EXERCISE REQUIREMENTS → Please set down, exactly as written, the line containing "For the sports highlight reel, tag every wooden" and every line after it through the end of the records.

[[ SOURCE RECORDS open ]]

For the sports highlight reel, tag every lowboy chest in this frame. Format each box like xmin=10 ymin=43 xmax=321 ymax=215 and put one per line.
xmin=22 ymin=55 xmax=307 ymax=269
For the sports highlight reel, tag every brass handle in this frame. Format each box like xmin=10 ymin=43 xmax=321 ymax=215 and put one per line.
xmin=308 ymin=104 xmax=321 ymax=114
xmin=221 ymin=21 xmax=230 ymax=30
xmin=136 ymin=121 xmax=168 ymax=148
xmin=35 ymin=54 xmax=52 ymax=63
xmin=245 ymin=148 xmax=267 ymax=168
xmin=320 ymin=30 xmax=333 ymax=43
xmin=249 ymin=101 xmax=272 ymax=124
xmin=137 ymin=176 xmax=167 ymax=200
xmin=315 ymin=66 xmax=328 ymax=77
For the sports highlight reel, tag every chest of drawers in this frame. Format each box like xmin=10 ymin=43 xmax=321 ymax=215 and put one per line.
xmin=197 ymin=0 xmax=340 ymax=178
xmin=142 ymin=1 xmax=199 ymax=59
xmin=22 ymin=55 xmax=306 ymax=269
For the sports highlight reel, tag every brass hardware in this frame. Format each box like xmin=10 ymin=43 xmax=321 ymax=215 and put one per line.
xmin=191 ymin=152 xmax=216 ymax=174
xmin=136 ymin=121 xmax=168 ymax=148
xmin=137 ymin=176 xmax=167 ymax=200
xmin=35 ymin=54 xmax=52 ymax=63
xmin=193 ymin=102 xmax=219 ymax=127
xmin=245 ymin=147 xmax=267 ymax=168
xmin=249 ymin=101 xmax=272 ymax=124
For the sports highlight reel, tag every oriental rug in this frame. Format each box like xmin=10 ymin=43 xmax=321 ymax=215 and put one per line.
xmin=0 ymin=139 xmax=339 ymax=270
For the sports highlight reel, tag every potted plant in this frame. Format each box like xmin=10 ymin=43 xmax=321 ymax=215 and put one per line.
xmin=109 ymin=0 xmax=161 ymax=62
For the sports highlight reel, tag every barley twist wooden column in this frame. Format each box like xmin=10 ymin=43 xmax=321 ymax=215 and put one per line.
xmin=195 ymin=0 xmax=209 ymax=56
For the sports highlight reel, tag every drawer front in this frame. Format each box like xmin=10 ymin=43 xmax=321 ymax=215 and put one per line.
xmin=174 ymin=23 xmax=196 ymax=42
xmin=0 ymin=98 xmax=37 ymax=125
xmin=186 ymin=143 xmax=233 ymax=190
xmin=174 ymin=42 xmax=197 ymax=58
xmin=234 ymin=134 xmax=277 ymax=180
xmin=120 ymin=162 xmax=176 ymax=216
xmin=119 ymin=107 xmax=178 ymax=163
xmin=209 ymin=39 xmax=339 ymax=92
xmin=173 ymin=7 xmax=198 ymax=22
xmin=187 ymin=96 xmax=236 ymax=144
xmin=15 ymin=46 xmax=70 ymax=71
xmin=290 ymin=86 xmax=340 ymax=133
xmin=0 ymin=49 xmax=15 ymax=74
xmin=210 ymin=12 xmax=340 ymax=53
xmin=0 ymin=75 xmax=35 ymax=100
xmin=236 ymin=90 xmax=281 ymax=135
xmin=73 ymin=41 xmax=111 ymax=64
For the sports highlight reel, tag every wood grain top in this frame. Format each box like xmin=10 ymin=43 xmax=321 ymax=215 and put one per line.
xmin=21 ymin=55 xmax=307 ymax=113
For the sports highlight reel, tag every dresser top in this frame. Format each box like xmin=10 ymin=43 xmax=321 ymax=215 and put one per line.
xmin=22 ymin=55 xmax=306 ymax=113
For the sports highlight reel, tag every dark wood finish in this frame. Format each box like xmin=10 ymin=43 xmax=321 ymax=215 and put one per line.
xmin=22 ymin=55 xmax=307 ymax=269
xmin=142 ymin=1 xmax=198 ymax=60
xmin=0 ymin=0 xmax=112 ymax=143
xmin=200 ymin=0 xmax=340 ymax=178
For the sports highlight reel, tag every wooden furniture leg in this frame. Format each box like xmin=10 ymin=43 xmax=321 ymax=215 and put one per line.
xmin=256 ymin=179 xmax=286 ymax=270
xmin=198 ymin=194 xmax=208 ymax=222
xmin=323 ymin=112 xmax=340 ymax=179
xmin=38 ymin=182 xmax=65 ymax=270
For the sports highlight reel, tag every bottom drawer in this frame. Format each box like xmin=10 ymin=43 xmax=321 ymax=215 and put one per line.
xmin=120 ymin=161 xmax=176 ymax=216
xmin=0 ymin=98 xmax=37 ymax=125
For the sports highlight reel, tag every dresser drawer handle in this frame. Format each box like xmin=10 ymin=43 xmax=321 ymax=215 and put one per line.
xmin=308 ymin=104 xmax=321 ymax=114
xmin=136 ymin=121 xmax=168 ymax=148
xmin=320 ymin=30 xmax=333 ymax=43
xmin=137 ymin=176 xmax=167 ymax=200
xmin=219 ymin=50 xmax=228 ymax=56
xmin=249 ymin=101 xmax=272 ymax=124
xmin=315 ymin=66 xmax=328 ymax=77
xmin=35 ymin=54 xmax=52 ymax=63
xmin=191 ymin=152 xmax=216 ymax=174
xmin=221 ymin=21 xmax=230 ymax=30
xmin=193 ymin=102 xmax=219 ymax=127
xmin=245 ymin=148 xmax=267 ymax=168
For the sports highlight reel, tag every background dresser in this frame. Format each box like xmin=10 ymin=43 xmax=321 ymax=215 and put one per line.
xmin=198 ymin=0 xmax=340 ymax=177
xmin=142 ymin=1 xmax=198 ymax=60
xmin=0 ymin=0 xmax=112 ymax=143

[[ SOURCE RECORDS closed ]]

RESPONSE TO THIS EXERCISE →
For the sports highlight reel, tag every wooden furniture leg in this frame. Format each box like xmin=10 ymin=43 xmax=321 ymax=215 and put one per line.
xmin=256 ymin=179 xmax=286 ymax=270
xmin=198 ymin=194 xmax=208 ymax=222
xmin=323 ymin=112 xmax=340 ymax=179
xmin=38 ymin=182 xmax=65 ymax=270
For the sports highlight reel, tag every bottom drawer in this frame. Format each box like xmin=10 ymin=43 xmax=321 ymax=215 and put one per line.
xmin=120 ymin=161 xmax=176 ymax=216
xmin=0 ymin=98 xmax=37 ymax=125
For the sports highlight reel, tag every dresser drawer handle in this frame. Format each box like xmin=10 ymin=43 xmax=321 ymax=215 and put one per line.
xmin=308 ymin=104 xmax=321 ymax=114
xmin=136 ymin=121 xmax=168 ymax=148
xmin=320 ymin=30 xmax=333 ymax=43
xmin=137 ymin=176 xmax=167 ymax=200
xmin=219 ymin=50 xmax=228 ymax=56
xmin=249 ymin=101 xmax=272 ymax=124
xmin=315 ymin=66 xmax=328 ymax=77
xmin=35 ymin=54 xmax=52 ymax=63
xmin=191 ymin=152 xmax=216 ymax=174
xmin=221 ymin=21 xmax=230 ymax=30
xmin=193 ymin=102 xmax=219 ymax=127
xmin=245 ymin=148 xmax=267 ymax=168
For the sports highlight reel, tag every background dresser in this frame. Format each box like xmin=10 ymin=43 xmax=321 ymax=215 and put one per line.
xmin=198 ymin=0 xmax=340 ymax=177
xmin=142 ymin=1 xmax=198 ymax=60
xmin=0 ymin=0 xmax=112 ymax=143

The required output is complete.